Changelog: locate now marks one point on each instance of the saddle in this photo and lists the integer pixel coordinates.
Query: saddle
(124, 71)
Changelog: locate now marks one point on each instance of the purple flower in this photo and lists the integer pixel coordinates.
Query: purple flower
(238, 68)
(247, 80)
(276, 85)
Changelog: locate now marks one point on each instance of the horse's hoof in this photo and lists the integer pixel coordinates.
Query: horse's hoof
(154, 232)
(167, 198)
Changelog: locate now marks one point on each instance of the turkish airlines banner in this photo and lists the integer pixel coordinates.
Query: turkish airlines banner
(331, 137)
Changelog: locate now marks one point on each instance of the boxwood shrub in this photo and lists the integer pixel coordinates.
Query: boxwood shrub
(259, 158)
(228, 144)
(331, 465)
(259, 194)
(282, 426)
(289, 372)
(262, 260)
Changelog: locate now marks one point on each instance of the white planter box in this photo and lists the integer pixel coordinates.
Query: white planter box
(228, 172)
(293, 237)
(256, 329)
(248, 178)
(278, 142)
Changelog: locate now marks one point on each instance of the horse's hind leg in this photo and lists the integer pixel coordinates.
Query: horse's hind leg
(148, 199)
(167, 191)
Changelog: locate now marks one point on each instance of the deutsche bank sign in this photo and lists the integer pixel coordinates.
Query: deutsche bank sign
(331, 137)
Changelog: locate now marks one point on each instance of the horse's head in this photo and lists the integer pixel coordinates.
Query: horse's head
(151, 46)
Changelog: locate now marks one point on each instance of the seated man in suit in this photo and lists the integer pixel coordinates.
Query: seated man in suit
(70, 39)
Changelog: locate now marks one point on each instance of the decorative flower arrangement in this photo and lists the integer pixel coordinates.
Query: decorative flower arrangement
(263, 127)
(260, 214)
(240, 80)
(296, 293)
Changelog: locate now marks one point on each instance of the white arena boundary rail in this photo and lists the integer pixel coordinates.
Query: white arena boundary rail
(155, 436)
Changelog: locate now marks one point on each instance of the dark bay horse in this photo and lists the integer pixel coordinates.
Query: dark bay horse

▶ Directive: Go back to the data above and please quote exactly, and only, the lines from the line with "of the turkish" through its last line.

▶ Response:
Changelog: locate now marks one point on each instance of the turkish airlines banner in this photo and lists the integer pixel coordinates.
Query: turkish airlines banner
(331, 137)
Changelog: locate now marks one point on each instance of the boxwood shrub in this photo and lists the integer pixel coordinates.
Query: boxwood shrub
(259, 158)
(228, 144)
(331, 465)
(259, 194)
(282, 426)
(289, 372)
(262, 260)
Changelog: locate now marks one point on each instance of the white planter box in this photo and lists the integer pixel coordinates.
Query: white planter box
(228, 172)
(293, 237)
(256, 329)
(248, 178)
(278, 142)
Changelog: locate now marks one point on each instance of the horse's hind leg in this photo and lists the integer pixel coordinates.
Query: horse's hind leg
(148, 199)
(167, 191)
Changelog: locate now marks one point on each instance of the deutsche bank sign in this photo and lists the integer pixel coordinates.
Query: deutsche bank sign
(331, 137)
Changelog: locate now marks one point on each instance of the horse's head in this photo and lists the integer pixel coordinates.
Query: horse's head
(151, 46)
Changelog: locate now marks one point on each instance of the seated man in suit in this photo and lists the integer pixel coordinates.
Query: seated man in suit
(70, 39)
Changelog: locate now marks one point on each instance of the decorative flower arrangement in this photo and lists the integer pixel coordinates.
Query: decorative flower arrangement
(263, 127)
(260, 214)
(240, 80)
(296, 293)
Changelog: locate now marks one point on each instance of the white arena boundary rail in this photo and lists the integer pixel coordinates.
Query: white arena boundary rail
(155, 436)
Changelog: locate now marks one point on each instance of the dark bay horse in this photo and lists the integer pixel coordinates.
Query: dark bay horse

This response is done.